Task to carry out: Only the lines holding the string "below" are needed; copy each of them from the data.

Available data:

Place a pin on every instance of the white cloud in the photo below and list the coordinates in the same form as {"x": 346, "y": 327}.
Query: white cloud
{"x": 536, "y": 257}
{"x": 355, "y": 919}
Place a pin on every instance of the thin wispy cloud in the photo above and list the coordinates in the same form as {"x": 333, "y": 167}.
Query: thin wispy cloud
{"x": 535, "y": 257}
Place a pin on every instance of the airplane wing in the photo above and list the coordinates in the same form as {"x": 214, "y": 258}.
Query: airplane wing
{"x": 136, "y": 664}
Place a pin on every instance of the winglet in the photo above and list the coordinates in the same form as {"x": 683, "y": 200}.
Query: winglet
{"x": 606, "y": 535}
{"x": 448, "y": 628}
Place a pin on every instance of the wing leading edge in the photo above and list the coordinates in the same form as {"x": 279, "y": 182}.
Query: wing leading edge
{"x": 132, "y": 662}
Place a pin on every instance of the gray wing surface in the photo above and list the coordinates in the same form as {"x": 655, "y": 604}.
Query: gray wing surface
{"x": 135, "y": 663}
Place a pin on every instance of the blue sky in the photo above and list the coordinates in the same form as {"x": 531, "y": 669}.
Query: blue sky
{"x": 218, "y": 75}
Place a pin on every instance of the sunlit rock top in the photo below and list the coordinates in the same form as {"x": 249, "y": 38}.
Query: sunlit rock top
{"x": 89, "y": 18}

==

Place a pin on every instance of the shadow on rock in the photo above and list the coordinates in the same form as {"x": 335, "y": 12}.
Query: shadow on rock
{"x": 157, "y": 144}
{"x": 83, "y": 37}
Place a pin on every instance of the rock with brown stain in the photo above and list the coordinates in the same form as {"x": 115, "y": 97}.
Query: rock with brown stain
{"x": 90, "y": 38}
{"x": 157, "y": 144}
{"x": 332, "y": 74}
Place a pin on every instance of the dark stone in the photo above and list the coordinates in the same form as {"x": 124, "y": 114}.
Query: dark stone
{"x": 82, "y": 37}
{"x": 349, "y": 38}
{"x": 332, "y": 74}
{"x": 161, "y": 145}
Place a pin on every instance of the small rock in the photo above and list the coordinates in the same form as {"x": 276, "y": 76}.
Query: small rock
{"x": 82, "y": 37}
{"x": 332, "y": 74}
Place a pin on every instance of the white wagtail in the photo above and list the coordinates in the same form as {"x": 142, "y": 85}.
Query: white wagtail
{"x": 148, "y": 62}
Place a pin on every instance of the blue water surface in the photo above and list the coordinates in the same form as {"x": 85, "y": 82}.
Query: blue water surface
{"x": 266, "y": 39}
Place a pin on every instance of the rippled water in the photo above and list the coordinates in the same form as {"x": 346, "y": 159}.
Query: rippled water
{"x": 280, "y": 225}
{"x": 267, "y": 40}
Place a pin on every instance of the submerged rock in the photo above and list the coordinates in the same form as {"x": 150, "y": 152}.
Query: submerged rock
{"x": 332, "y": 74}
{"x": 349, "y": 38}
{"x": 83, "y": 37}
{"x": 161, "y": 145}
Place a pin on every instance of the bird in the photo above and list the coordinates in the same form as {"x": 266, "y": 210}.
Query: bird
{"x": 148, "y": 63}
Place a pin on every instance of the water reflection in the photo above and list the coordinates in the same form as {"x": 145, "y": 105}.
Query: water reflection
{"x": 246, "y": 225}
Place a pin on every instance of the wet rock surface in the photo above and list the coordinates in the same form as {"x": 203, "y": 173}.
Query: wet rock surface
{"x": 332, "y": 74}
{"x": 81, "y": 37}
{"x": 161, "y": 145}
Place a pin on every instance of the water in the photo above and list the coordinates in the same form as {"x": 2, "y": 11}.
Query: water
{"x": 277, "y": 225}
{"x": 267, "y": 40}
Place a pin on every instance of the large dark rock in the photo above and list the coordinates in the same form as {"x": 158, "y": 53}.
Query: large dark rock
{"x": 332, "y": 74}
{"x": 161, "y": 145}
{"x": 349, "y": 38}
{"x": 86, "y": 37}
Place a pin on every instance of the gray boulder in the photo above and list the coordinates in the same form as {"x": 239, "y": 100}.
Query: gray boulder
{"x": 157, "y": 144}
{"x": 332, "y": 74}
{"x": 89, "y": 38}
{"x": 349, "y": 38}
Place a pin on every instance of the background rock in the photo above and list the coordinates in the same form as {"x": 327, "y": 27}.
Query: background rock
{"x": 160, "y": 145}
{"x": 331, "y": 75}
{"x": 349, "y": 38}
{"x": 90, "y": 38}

...

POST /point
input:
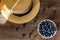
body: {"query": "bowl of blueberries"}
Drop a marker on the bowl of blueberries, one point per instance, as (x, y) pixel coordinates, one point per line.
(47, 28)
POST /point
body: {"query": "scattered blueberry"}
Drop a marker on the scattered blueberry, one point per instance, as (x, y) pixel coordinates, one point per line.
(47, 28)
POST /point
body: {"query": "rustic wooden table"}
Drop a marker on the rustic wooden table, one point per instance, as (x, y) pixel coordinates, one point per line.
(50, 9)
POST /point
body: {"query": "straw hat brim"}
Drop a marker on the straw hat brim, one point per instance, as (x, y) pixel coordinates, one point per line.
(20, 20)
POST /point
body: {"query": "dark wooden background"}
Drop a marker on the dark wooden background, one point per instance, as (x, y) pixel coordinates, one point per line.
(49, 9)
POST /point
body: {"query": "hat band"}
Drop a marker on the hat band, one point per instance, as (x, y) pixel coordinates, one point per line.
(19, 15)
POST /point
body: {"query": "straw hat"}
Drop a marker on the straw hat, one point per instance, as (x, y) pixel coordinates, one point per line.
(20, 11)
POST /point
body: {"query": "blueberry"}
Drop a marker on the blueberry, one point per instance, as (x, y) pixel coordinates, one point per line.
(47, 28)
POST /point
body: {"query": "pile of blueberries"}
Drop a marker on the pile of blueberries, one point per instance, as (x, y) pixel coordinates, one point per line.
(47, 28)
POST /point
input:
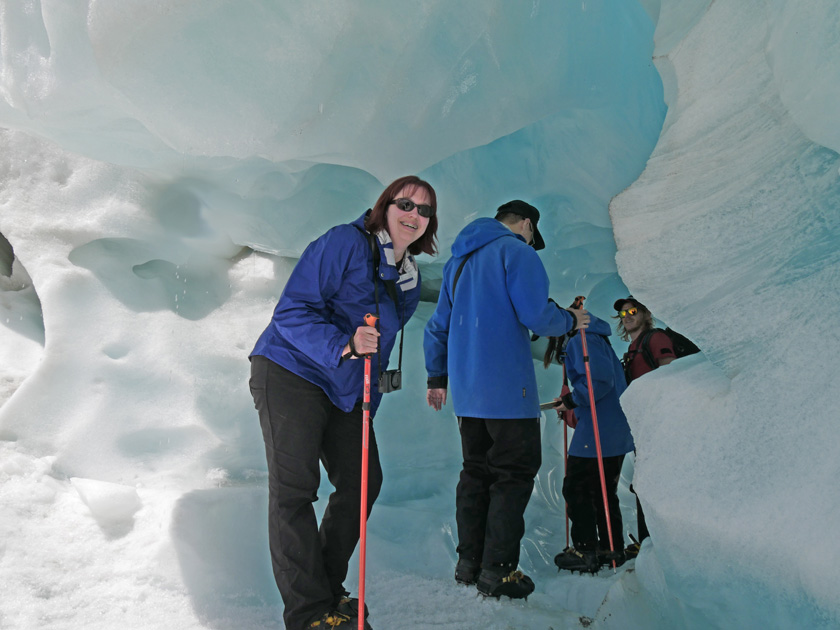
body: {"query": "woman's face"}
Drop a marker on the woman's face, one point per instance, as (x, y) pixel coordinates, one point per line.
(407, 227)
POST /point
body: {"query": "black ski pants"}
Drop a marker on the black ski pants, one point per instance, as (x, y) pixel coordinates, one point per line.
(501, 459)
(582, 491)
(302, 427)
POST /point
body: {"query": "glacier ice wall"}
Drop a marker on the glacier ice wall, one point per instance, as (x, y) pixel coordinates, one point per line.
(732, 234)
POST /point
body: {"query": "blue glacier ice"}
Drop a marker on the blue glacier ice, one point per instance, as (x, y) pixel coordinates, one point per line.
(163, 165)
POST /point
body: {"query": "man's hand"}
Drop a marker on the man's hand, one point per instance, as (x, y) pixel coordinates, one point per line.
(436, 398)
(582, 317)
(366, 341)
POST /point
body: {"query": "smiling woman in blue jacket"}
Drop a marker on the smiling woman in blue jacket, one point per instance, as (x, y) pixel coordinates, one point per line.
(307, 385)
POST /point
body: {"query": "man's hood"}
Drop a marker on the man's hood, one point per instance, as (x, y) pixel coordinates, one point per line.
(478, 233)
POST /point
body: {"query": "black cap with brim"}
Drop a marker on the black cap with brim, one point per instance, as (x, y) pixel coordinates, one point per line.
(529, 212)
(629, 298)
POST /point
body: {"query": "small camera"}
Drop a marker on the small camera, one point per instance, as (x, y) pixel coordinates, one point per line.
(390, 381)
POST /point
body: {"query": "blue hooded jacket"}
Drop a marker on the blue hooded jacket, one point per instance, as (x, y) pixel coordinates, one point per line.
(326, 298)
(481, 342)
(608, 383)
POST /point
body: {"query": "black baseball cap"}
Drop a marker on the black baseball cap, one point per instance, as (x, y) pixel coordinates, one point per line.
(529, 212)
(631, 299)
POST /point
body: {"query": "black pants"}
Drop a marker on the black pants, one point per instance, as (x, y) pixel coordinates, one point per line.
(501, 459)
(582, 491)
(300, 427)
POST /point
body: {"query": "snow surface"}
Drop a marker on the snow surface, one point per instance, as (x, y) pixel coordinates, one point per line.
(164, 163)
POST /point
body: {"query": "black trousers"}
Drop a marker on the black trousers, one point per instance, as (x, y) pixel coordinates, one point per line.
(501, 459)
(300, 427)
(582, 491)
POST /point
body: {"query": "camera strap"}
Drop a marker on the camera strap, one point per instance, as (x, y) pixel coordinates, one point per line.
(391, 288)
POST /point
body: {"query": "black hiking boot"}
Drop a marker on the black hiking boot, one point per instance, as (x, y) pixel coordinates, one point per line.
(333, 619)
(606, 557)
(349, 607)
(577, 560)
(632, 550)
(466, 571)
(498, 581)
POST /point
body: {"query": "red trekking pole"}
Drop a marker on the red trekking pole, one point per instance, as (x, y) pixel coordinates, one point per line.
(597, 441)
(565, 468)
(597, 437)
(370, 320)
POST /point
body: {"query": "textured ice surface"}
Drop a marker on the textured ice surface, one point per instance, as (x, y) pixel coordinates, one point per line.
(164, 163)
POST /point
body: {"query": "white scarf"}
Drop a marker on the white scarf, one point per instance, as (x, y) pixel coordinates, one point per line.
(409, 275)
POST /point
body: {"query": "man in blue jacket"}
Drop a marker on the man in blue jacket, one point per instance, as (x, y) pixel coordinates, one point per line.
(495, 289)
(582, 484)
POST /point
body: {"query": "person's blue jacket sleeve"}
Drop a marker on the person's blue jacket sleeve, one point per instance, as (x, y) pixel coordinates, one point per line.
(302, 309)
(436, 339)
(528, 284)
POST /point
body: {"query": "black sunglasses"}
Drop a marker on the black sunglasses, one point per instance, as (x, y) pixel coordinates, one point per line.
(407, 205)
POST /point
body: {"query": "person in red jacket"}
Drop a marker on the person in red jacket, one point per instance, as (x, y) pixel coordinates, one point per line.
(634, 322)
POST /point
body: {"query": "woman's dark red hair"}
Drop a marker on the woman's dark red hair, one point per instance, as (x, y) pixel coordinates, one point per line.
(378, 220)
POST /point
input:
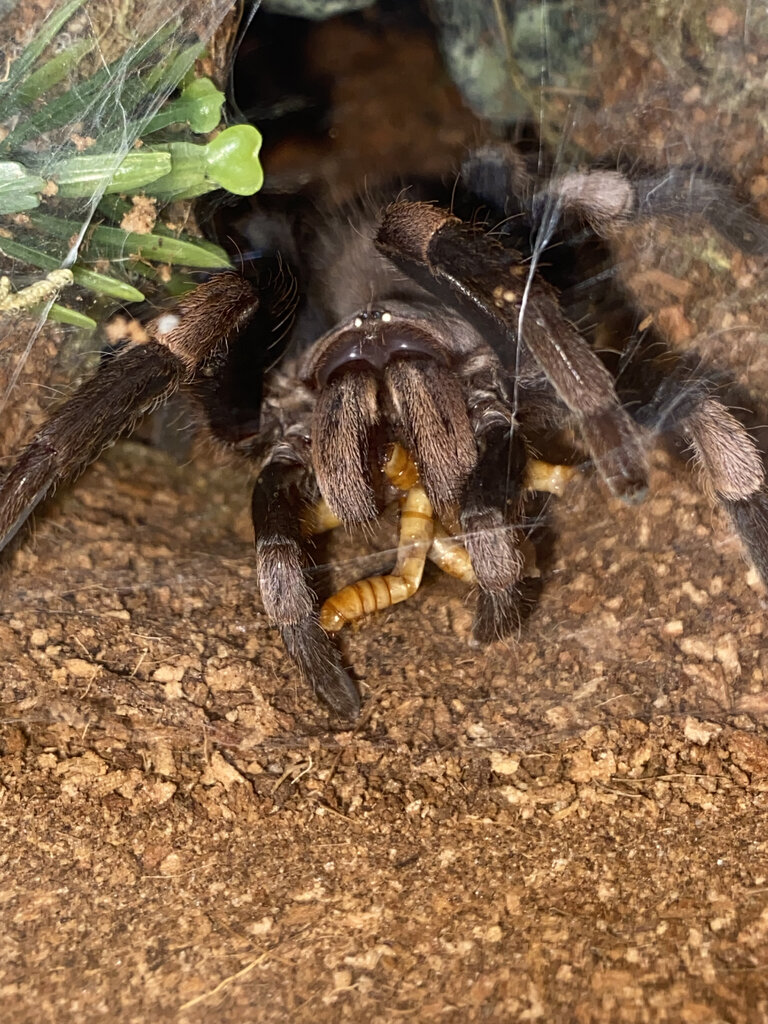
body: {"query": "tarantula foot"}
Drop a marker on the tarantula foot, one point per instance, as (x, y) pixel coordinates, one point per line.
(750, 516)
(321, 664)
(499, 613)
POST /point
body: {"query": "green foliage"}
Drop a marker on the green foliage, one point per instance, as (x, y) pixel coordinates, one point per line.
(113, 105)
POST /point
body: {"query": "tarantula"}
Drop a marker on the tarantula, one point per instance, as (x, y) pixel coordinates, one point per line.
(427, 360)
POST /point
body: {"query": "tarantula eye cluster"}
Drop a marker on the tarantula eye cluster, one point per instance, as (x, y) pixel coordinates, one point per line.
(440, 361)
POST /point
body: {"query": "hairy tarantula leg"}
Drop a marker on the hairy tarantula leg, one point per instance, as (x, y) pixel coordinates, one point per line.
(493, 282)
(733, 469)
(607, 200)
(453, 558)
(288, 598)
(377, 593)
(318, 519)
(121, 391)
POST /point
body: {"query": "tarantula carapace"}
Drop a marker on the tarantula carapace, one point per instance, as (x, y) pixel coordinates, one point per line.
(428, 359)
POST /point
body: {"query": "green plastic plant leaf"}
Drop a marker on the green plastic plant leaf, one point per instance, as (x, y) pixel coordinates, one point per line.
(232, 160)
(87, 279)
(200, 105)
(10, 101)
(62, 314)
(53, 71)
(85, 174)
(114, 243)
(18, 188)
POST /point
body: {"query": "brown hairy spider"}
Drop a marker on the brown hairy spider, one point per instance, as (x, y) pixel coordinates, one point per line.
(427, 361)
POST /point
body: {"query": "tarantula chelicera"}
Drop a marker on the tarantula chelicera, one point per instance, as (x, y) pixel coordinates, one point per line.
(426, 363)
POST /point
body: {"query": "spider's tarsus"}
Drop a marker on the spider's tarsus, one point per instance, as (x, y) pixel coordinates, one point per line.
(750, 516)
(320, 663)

Answer box:
Place a pin on every instance of the white cloud in the photo below and list the coordinates in the same form as {"x": 346, "y": 327}.
Place a pin on every instance of the sunlit rock top in the photo below and list the coordinates in the same form as {"x": 249, "y": 38}.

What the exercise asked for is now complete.